**Written problem 1:** Put the lines of the listing into a numbered list, starting with the line that contains "Practice. Find the wet" and ending with the line that contains "pixel 223 404", both included, and leave out any blank lines.

**Quoted passage:**

It's a sure bet some of those sailors were holding fully automatic rifles. Educate yourself and save the "semi" for anti gun panic stories.

Oct. 16, 2017

They call the civilian AR 15 because they hope to scare the uninformed so it makes sense to call the military M16 semi at least to them

Oct. 17, 2017

Actually, the AR15 came before the M16. The AR15 came from the Armalite Division of the Fairchild Aircraft Corporation. The M16 entered U.S. military service. Both weapons are a scaled-down redesign of another Armalite rifle, the AR-10, designed during the mid-1950s to fire the full-power 7.62 NATO cartridge.

Oct. 17, 2017

The M16 entered U.S. military service in 1964 and was first deployed in Vietnam the next year.

**Written problem 2:** In the rifle discussion, what year did the M16 enter U.S. military service?

[Records from a point labeling set]
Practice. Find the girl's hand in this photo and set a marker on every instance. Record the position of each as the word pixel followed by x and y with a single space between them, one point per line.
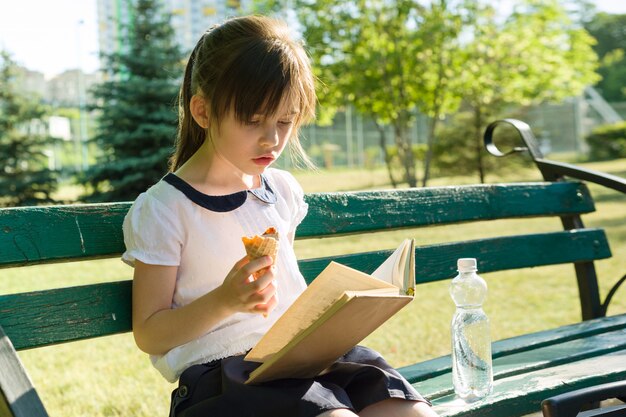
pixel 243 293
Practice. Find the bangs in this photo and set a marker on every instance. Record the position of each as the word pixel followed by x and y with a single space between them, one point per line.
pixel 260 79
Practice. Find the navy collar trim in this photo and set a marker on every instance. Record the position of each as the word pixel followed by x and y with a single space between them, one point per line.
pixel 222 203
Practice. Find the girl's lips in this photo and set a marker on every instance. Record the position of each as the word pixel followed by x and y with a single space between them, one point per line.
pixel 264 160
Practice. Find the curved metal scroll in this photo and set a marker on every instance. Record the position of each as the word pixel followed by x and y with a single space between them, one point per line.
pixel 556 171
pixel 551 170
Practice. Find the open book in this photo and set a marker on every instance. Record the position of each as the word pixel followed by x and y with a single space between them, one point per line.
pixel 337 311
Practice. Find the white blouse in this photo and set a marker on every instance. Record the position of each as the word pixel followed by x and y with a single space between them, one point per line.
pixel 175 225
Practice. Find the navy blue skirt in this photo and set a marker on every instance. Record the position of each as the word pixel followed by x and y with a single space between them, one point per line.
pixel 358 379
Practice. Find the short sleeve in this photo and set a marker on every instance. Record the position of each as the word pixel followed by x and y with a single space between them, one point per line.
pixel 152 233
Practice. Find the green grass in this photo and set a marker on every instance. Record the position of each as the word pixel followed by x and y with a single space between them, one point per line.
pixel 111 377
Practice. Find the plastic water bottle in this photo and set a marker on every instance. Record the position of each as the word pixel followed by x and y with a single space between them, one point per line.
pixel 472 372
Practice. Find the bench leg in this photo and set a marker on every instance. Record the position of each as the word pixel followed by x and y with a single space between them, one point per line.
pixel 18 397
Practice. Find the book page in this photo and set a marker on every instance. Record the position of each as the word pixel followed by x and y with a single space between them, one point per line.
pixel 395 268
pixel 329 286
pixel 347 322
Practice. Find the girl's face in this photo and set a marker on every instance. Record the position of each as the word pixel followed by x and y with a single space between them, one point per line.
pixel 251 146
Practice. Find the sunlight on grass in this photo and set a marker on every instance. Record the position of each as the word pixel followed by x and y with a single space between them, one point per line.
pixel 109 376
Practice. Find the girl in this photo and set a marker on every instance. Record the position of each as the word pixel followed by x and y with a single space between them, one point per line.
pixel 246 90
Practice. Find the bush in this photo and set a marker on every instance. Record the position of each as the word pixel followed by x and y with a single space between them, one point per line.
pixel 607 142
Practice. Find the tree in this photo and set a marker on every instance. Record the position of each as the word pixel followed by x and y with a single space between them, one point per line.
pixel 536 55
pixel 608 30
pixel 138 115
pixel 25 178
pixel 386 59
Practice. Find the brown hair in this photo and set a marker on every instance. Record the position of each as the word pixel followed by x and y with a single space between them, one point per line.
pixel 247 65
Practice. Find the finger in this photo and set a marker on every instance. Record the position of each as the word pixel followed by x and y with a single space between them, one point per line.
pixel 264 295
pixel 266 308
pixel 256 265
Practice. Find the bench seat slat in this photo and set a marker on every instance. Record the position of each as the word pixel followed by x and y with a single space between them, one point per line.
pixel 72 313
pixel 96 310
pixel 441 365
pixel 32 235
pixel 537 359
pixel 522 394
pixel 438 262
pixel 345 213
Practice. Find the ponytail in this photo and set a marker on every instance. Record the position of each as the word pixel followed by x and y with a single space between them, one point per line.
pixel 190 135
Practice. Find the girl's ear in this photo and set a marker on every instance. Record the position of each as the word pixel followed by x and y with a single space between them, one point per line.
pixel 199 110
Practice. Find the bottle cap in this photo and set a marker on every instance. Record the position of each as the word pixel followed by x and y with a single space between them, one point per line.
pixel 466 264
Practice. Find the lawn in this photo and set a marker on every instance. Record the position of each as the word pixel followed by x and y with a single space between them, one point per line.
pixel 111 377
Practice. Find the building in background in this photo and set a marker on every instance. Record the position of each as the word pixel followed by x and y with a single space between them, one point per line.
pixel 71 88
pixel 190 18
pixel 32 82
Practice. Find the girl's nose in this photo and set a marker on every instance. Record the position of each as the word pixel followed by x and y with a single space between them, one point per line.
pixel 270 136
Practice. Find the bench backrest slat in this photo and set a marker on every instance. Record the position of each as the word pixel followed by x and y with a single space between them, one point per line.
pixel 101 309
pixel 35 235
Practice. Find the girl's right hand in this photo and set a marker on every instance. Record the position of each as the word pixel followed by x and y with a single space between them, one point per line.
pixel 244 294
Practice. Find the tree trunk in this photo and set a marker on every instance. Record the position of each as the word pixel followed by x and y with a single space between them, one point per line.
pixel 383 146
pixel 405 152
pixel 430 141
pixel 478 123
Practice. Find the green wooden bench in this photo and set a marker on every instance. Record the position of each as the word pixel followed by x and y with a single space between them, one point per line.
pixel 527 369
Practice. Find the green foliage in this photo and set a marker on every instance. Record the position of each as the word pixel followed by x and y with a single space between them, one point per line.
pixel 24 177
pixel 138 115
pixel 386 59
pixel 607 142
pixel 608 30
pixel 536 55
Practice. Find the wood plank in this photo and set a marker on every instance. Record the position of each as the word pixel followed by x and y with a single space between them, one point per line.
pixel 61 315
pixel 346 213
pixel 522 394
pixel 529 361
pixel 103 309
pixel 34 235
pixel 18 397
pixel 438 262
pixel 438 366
--
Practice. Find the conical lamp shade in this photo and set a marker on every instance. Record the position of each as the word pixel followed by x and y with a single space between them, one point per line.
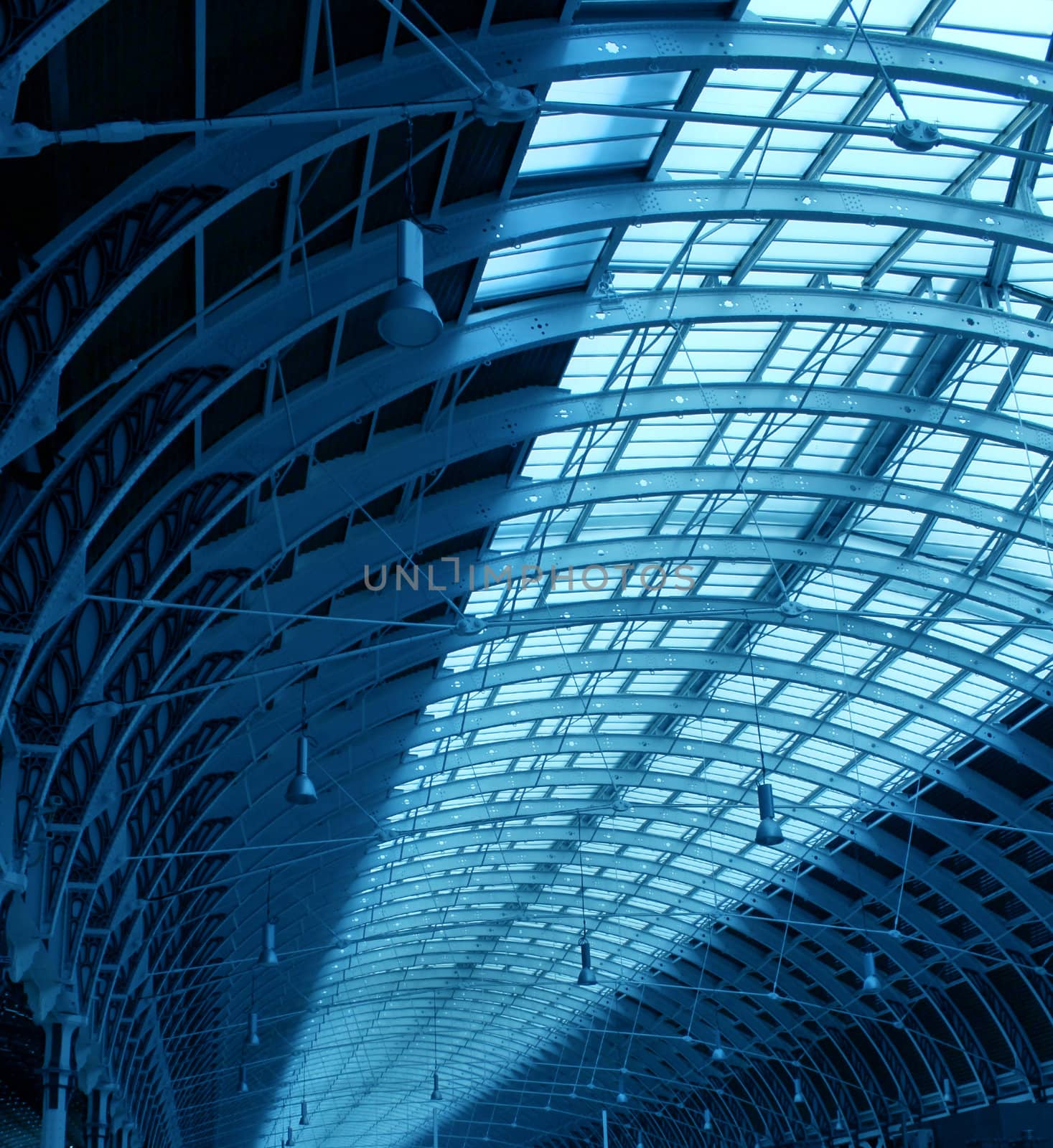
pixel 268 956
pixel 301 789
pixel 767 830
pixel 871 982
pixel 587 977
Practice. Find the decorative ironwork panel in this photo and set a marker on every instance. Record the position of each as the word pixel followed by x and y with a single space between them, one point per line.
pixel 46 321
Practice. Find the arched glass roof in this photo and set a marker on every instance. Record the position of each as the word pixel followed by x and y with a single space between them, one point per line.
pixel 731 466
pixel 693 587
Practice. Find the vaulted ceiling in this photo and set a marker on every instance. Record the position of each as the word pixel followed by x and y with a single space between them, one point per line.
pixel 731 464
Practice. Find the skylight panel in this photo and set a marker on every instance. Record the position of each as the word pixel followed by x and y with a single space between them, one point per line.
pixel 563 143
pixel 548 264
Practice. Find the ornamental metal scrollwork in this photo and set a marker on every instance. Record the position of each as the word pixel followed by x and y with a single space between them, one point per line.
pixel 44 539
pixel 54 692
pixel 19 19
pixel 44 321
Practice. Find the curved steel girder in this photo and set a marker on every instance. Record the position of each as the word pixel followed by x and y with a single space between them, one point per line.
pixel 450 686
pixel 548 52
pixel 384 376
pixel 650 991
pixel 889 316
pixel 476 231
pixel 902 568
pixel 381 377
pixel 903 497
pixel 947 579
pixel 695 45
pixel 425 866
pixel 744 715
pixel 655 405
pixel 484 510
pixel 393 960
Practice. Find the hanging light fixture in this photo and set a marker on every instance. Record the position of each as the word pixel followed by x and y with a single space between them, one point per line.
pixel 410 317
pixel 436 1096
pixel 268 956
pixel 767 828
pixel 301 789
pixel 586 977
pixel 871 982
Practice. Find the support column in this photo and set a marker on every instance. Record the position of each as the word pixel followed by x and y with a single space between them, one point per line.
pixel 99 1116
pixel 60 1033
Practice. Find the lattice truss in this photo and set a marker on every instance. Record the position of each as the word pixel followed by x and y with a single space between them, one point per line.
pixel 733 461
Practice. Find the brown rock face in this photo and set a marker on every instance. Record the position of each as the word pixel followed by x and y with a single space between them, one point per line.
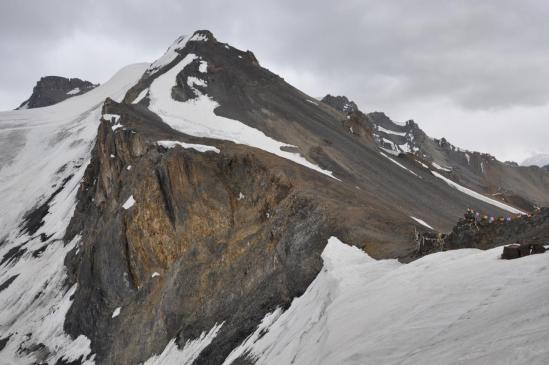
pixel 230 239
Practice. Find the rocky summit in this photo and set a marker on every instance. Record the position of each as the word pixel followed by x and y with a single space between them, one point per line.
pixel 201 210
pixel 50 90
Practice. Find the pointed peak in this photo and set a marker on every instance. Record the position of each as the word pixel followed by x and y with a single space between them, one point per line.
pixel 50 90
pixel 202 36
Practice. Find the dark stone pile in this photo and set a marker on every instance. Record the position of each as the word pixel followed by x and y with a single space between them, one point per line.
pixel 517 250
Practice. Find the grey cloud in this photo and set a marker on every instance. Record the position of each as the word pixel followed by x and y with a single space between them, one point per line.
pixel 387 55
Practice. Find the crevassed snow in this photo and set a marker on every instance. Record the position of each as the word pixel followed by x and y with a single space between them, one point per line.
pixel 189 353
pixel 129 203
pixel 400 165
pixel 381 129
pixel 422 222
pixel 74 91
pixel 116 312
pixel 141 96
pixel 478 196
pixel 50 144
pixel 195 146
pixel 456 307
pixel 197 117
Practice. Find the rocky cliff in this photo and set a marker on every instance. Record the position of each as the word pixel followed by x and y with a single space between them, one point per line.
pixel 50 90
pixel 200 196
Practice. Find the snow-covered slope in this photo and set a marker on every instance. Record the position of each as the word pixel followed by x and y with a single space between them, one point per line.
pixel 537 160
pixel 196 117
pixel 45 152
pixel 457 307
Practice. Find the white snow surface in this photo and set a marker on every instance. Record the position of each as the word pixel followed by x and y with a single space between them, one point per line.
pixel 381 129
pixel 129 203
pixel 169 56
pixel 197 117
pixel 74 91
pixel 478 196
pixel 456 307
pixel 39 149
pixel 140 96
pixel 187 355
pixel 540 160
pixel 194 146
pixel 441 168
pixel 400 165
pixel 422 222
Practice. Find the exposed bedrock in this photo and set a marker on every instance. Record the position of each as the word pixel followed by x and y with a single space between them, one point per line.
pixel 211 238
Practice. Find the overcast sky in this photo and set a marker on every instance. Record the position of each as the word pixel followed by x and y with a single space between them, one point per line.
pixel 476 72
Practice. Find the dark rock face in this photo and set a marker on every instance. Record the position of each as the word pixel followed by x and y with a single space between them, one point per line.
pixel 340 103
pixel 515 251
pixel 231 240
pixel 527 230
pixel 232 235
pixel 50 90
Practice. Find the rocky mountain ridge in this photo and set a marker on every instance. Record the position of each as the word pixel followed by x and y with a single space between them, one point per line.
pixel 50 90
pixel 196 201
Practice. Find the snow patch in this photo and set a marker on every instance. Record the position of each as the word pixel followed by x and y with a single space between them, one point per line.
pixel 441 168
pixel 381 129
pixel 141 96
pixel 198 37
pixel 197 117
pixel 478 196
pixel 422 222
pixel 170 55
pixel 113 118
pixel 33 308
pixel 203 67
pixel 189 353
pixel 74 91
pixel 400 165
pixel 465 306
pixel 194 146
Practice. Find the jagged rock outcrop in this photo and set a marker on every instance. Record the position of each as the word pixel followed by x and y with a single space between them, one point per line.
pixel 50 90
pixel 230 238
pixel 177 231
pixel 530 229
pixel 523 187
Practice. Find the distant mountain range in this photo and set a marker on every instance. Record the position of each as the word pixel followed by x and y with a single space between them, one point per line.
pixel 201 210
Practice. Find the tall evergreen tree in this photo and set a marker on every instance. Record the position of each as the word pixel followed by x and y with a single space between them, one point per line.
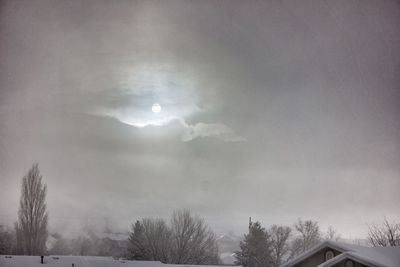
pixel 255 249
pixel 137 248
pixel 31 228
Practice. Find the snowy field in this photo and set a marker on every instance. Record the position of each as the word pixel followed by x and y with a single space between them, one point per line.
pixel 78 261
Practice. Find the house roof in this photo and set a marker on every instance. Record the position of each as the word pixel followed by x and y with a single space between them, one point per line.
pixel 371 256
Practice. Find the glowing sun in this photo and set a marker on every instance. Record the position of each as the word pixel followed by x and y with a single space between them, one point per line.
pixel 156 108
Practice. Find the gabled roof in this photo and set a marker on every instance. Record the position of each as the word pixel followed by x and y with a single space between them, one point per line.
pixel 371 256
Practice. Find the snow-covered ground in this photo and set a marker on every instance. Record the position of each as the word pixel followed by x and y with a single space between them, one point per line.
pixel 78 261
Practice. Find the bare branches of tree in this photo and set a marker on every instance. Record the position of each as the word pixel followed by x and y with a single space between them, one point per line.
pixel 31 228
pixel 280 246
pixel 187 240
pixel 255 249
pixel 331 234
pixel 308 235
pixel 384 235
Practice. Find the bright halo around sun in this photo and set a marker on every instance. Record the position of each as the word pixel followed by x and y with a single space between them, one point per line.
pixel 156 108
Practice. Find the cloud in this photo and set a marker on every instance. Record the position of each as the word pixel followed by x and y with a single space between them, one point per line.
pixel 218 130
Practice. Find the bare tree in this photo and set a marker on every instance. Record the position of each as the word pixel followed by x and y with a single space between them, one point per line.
---
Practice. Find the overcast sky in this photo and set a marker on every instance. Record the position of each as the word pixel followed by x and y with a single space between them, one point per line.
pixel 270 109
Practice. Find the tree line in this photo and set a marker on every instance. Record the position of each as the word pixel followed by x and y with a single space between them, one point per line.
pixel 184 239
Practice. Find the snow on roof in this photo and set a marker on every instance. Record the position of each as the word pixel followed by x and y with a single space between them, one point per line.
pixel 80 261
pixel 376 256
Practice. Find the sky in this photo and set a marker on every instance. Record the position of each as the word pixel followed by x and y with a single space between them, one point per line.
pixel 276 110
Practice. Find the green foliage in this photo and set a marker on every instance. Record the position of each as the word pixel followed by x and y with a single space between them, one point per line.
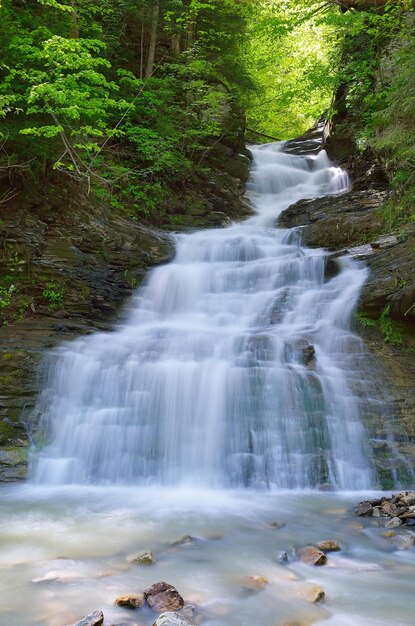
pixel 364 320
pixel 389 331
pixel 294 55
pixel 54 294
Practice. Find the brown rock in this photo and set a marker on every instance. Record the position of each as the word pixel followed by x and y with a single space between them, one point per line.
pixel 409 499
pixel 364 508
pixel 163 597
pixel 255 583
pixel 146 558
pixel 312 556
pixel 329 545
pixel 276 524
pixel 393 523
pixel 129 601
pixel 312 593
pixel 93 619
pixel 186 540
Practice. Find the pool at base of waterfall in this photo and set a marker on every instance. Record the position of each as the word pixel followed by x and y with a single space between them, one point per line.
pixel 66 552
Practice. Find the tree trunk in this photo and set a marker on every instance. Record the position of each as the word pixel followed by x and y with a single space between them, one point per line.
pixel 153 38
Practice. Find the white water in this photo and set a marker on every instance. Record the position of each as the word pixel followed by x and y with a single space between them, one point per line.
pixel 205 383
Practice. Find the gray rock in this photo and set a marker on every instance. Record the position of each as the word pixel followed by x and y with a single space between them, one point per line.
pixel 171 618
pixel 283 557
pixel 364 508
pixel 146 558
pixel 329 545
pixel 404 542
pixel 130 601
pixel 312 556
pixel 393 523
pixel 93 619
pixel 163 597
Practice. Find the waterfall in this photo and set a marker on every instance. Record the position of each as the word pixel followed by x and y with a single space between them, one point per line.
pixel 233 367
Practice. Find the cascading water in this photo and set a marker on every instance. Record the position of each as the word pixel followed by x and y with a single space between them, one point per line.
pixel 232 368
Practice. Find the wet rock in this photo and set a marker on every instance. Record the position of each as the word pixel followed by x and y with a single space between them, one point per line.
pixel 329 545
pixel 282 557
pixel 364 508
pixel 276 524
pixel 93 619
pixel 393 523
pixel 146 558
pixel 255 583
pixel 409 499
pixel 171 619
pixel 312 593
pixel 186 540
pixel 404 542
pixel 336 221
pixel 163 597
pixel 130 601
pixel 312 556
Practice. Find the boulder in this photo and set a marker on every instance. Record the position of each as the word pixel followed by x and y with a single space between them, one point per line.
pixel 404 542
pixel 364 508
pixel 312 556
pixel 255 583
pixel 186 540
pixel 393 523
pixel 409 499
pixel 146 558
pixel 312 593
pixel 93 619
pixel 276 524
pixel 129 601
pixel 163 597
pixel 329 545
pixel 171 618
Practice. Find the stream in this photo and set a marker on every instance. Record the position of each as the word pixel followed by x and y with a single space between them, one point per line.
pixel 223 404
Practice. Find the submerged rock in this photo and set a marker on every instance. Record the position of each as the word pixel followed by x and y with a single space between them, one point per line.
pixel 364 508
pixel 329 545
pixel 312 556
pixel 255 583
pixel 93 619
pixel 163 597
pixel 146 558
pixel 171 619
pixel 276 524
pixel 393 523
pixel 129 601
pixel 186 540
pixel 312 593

**Expected answer 1:**
1. Practice. Find the wet rock in this photo and set a marker on every instance. Record the position of each as the word pixel followed by x and y with a single space between them, one point per line.
2. pixel 329 545
3. pixel 282 557
4. pixel 364 508
5. pixel 276 524
6. pixel 93 619
7. pixel 393 523
8. pixel 146 558
9. pixel 255 583
10. pixel 409 499
11. pixel 171 619
12. pixel 312 593
13. pixel 186 540
14. pixel 404 542
15. pixel 336 221
16. pixel 163 597
17. pixel 130 601
18. pixel 312 556
19. Practice. Find the boulder in this photo and set a marker on every instance. Record the position of each as the word pixel followed by x and y with a single space between them, one point per line.
20. pixel 404 542
21. pixel 364 508
22. pixel 312 556
23. pixel 255 583
24. pixel 186 540
25. pixel 393 523
26. pixel 409 499
27. pixel 146 558
28. pixel 312 593
29. pixel 93 619
30. pixel 276 524
31. pixel 129 601
32. pixel 163 597
33. pixel 329 545
34. pixel 171 618
35. Practice. Find the stream in this photo and set a marker on every instance. Record the position of each as the word pixel followed by x and y with a single space between them, one point per line.
36. pixel 223 404

**Expected answer 2:** 1964